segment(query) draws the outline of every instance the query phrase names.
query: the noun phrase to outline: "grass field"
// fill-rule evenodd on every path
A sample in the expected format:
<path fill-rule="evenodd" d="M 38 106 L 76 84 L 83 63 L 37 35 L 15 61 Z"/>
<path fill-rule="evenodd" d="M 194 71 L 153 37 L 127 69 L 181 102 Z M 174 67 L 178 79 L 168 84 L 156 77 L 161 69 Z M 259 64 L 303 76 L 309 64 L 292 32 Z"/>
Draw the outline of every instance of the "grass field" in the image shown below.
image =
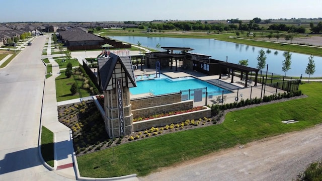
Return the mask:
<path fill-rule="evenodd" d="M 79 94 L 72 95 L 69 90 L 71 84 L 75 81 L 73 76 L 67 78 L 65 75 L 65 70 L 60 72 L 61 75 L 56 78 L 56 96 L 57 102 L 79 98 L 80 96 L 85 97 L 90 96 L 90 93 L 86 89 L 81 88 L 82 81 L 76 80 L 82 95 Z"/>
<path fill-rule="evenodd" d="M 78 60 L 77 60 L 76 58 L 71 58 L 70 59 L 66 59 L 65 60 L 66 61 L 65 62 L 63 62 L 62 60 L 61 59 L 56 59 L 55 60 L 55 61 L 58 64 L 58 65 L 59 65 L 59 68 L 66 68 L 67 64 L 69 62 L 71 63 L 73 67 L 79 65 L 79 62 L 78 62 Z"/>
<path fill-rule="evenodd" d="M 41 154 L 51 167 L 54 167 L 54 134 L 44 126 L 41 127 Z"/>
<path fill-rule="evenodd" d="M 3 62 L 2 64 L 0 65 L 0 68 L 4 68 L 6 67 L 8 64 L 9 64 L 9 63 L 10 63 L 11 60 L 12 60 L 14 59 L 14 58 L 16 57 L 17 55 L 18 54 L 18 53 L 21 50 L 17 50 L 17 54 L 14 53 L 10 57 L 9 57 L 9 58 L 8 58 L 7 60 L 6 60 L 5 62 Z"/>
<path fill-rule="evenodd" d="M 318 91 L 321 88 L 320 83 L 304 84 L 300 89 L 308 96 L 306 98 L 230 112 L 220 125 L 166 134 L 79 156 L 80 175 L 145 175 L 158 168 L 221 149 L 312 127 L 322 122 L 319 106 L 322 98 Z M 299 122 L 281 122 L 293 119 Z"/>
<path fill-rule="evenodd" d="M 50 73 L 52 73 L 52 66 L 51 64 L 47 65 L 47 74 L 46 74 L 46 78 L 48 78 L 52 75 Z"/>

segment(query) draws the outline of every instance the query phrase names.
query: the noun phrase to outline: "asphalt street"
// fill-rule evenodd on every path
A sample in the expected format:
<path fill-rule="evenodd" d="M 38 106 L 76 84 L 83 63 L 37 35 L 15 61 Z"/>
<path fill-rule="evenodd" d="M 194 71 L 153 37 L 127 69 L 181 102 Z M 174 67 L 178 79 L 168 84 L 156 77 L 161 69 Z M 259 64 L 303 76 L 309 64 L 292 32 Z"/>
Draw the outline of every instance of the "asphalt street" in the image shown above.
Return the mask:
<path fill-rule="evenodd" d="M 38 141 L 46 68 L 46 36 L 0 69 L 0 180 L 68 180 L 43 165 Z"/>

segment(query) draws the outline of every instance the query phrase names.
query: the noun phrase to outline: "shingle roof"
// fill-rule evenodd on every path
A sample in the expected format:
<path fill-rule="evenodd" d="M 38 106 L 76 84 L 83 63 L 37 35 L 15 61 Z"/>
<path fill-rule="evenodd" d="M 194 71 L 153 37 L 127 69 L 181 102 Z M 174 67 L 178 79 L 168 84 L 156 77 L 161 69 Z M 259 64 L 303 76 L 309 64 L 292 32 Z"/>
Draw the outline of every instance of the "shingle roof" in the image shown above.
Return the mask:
○ ○ ○ ○ ○
Set problem »
Reproduce word for word everything from the start of the entries through the line that contains "50 73 L 52 73", with both ends included. Leave the pictures out.

Solution to this problem »
segment(query) draws the outline of every instance the query phrase names.
query: the noun phrase to outline: "grass field"
// fill-rule evenodd on every path
A sample in the expected format:
<path fill-rule="evenodd" d="M 38 106 L 76 84 L 83 63 L 37 35 L 15 61 Z"/>
<path fill-rule="evenodd" d="M 194 71 L 153 37 L 127 69 L 181 102 Z M 174 67 L 178 79 L 168 84 L 156 77 L 161 69 Z M 259 64 L 303 76 L 309 64 L 292 32 Z"/>
Draw the outline of every instance of the "grass field" in the image shown below.
image =
Return the mask:
<path fill-rule="evenodd" d="M 79 94 L 72 95 L 69 90 L 71 84 L 75 81 L 73 76 L 67 78 L 65 75 L 65 70 L 60 72 L 61 75 L 56 78 L 56 96 L 57 102 L 79 98 L 80 96 L 85 97 L 90 96 L 90 93 L 86 89 L 81 88 L 82 81 L 76 80 L 82 95 Z"/>
<path fill-rule="evenodd" d="M 78 60 L 77 60 L 76 58 L 71 58 L 70 59 L 66 59 L 65 60 L 66 61 L 65 62 L 63 62 L 62 60 L 61 59 L 56 59 L 55 60 L 55 61 L 58 64 L 58 65 L 59 65 L 59 68 L 66 68 L 67 64 L 69 62 L 71 63 L 73 67 L 79 65 L 79 62 L 78 62 Z"/>
<path fill-rule="evenodd" d="M 41 154 L 51 167 L 54 167 L 54 134 L 44 126 L 41 127 Z"/>
<path fill-rule="evenodd" d="M 3 62 L 2 64 L 0 65 L 0 68 L 4 68 L 6 67 L 8 64 L 9 64 L 9 63 L 10 63 L 11 60 L 12 60 L 14 59 L 14 58 L 16 57 L 17 55 L 18 54 L 18 53 L 21 50 L 17 50 L 17 54 L 14 53 L 10 57 L 9 57 L 9 58 L 8 58 L 7 60 L 6 60 L 5 62 Z"/>
<path fill-rule="evenodd" d="M 318 91 L 321 88 L 320 83 L 304 84 L 300 89 L 308 96 L 306 98 L 230 112 L 220 125 L 166 134 L 79 156 L 80 175 L 145 175 L 158 168 L 221 149 L 312 127 L 322 122 L 319 106 L 322 98 Z M 299 122 L 281 122 L 293 119 Z"/>
<path fill-rule="evenodd" d="M 50 73 L 52 73 L 52 66 L 51 64 L 47 65 L 47 74 L 46 74 L 46 78 L 48 78 L 52 75 Z"/>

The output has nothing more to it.